Copy exactly the last part of the entries, starting from the line with "Expected behaviour: for every instance of the black foot, place" and including the final line.

_ITEMS_:
>> BEGIN

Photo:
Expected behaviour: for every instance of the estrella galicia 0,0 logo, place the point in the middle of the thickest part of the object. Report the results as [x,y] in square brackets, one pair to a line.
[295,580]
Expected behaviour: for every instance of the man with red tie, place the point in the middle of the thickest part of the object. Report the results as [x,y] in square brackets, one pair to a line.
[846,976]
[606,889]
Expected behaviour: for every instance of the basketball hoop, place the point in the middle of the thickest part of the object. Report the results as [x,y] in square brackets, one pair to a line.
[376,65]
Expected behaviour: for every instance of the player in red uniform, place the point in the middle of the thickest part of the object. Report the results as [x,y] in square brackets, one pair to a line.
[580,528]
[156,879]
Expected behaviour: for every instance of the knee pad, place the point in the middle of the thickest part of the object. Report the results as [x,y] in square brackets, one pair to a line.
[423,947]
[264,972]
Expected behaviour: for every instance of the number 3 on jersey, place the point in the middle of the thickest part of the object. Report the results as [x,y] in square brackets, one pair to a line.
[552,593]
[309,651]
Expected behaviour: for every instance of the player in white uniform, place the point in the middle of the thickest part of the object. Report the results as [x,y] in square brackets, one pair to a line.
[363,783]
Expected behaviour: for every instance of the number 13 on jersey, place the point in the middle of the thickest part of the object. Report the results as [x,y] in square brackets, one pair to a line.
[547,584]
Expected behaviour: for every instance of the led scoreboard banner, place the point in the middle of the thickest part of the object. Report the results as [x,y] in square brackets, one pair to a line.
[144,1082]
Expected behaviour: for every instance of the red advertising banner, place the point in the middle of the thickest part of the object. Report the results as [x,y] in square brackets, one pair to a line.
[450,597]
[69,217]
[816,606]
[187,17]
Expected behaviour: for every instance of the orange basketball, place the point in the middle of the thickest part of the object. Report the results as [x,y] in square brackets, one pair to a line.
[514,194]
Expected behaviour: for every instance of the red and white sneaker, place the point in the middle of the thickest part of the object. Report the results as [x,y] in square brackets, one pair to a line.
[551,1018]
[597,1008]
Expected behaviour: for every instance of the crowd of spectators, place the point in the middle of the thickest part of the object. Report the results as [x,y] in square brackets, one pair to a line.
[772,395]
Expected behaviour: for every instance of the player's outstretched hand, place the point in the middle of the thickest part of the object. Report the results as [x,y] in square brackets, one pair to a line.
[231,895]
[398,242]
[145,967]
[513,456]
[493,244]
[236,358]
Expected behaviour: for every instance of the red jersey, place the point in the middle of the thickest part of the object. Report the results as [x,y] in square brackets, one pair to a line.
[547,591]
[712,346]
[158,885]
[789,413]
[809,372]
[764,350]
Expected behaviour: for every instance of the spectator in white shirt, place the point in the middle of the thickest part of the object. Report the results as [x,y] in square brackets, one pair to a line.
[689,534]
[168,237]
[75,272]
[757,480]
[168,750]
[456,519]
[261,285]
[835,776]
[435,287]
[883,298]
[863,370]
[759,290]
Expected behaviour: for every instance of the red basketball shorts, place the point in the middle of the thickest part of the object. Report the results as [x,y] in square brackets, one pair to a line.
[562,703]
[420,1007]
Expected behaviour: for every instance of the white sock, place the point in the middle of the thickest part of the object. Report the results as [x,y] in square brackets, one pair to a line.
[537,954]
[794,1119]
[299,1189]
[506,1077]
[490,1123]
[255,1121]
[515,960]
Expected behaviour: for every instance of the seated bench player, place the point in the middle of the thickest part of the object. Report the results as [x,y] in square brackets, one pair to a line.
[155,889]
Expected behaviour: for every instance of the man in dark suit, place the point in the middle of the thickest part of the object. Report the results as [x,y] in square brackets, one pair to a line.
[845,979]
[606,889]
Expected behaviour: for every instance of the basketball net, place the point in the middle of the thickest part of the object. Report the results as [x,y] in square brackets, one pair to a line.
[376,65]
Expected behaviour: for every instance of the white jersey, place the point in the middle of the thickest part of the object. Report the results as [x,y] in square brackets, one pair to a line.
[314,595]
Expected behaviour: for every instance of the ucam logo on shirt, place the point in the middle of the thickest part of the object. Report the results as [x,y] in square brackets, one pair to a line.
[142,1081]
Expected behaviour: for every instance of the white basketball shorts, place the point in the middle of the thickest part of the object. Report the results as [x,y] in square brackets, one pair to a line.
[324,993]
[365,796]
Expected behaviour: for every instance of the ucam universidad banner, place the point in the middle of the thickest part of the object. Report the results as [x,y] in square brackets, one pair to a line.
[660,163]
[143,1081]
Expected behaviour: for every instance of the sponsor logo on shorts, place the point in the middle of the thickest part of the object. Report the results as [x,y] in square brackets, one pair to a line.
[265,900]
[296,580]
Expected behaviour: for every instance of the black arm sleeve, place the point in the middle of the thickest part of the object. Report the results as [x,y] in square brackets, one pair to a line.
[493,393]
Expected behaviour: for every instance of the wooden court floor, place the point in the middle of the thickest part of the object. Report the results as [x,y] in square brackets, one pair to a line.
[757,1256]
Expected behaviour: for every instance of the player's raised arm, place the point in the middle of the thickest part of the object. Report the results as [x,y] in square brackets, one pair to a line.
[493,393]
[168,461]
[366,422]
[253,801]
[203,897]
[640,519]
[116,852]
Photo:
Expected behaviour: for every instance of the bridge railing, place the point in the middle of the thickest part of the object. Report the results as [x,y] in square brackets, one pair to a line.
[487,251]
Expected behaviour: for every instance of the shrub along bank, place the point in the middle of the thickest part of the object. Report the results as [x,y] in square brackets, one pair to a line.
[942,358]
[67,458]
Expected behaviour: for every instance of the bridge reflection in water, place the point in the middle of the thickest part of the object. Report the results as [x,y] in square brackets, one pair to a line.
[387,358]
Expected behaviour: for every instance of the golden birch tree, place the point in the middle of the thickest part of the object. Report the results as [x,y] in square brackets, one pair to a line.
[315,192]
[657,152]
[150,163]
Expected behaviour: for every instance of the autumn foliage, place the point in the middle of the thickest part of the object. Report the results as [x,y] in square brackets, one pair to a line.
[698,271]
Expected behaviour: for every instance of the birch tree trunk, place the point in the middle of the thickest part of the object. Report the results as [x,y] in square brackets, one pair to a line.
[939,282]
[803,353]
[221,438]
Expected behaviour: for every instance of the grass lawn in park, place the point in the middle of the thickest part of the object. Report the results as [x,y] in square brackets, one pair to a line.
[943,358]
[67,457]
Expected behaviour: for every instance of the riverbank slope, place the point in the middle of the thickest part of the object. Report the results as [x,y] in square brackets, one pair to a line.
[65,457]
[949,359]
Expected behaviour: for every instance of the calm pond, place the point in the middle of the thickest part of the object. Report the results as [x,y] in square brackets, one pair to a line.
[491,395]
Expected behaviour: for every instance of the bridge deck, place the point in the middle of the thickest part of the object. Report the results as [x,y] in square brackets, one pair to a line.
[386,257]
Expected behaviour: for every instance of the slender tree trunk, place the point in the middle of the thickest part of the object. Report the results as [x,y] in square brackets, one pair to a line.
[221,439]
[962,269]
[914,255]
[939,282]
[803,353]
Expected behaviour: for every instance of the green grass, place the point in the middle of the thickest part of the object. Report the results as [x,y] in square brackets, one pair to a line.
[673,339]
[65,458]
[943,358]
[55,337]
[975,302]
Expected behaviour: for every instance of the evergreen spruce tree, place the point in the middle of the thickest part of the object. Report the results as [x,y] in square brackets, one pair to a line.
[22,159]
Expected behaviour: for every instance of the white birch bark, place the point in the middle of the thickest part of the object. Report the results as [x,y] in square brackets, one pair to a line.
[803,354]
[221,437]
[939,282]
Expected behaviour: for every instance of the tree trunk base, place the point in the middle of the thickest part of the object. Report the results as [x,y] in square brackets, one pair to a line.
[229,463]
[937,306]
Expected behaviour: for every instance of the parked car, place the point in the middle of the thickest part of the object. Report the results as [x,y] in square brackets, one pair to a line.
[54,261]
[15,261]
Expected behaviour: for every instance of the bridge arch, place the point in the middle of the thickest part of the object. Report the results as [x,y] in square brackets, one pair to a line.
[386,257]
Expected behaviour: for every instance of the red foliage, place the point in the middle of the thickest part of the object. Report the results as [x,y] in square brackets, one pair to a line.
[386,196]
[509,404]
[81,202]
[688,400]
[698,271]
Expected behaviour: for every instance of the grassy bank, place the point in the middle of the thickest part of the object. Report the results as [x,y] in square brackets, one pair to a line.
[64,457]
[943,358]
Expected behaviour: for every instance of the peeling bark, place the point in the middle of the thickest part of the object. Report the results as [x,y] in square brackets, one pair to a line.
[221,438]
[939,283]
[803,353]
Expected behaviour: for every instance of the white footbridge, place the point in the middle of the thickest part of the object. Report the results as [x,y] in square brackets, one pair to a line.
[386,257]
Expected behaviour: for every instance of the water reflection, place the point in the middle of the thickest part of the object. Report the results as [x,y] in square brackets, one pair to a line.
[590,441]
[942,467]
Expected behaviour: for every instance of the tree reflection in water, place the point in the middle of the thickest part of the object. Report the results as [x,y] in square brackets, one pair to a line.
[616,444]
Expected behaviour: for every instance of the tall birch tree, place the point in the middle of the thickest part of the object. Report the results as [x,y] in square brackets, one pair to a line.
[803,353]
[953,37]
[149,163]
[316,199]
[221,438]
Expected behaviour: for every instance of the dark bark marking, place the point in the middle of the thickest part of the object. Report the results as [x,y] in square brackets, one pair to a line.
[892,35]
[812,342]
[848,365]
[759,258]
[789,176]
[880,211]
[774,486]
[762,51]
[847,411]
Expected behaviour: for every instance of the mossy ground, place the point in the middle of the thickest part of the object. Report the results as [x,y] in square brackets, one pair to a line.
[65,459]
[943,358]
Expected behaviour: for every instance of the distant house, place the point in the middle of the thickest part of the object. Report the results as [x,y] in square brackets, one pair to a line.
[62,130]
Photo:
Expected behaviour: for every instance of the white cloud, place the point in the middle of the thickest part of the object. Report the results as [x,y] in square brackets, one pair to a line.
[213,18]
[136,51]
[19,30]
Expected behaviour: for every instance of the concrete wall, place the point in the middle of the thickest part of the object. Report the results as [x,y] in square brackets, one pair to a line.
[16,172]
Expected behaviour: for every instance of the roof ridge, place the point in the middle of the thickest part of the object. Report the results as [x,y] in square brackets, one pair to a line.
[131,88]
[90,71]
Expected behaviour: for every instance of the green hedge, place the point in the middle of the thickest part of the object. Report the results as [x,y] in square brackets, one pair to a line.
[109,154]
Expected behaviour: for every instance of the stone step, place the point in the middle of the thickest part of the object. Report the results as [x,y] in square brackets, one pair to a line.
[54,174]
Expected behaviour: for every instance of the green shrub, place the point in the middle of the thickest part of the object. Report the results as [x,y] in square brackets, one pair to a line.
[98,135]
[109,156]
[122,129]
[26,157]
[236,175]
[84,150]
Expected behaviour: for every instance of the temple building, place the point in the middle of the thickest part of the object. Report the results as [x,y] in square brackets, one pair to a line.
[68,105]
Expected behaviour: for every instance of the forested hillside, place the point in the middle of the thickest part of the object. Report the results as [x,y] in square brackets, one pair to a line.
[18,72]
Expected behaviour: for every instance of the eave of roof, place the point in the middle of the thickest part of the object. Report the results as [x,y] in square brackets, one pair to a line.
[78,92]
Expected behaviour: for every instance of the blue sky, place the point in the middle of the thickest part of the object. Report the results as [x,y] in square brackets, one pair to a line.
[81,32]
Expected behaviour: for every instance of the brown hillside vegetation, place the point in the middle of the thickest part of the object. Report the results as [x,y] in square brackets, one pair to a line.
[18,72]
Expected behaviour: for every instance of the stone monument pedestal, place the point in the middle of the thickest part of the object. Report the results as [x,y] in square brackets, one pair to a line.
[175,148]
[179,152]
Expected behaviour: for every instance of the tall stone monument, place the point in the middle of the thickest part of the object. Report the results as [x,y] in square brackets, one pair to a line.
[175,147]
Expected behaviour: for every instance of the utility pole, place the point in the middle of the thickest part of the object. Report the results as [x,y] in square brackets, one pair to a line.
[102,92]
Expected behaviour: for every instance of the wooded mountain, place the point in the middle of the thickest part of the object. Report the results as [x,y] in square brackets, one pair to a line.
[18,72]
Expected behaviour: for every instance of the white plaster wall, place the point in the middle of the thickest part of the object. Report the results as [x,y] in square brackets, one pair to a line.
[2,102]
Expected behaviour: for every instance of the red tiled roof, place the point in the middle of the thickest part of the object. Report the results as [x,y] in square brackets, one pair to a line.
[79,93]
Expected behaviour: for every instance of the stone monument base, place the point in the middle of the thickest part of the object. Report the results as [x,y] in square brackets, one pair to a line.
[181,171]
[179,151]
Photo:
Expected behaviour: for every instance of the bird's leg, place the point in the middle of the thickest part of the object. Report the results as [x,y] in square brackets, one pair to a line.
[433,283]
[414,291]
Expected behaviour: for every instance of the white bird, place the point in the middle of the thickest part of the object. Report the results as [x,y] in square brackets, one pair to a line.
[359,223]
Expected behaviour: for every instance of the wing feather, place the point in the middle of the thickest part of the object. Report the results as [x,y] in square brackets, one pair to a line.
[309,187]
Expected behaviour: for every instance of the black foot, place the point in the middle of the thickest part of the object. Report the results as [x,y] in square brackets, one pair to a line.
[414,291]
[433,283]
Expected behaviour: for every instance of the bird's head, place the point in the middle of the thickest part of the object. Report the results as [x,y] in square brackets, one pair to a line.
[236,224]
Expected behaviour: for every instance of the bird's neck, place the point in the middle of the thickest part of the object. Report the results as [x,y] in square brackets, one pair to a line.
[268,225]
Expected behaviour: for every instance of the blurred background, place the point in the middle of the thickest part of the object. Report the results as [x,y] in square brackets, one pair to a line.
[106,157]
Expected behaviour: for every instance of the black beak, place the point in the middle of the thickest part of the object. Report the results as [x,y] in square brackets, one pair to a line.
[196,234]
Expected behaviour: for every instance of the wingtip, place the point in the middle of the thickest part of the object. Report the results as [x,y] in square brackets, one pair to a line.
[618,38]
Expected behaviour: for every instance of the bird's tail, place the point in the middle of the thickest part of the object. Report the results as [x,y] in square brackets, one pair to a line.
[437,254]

>> END

_CORRECT OUTPUT_:
Expected behaviour: for every instance of the black foot, place the point in the middle of the thickest part of the object. Report the results as [x,y] in square brackets, one pair to a line.
[414,291]
[433,283]
Expected behaviour: for every instance of the bird's head, place the point in the middle of the thickest part of the object. Report the results as [x,y] in square brackets, one pair to a line.
[236,224]
Expected behaviour: for every instance of the bird's neck, place the point in the middle of the thickest part of the object. Report the results as [x,y] in square brackets, one pair to a line.
[268,225]
Expected behaviour: for every instance of the blurred background, place the point in the middle of the thickest part of the object. Report the results as [x,y] in square brackets, one pair to a line.
[106,157]
Expected behaviour: for every instance of the black beak, place the point in the middle of the thickest part of the object. Report the results as [x,y] in square brackets, one pair to a line.
[196,234]
Expected behaviour: for every instance of the wingtip, place the point in the middle of the thickest part of the object. Report the results as [x,y] in square brackets, one pair to a line.
[618,38]
Expected behaviour: for every instance of the bird's tail, place the point in the middle of the thickest part of the object. Report the results as [x,y] in square brackets, one pair to a line.
[437,254]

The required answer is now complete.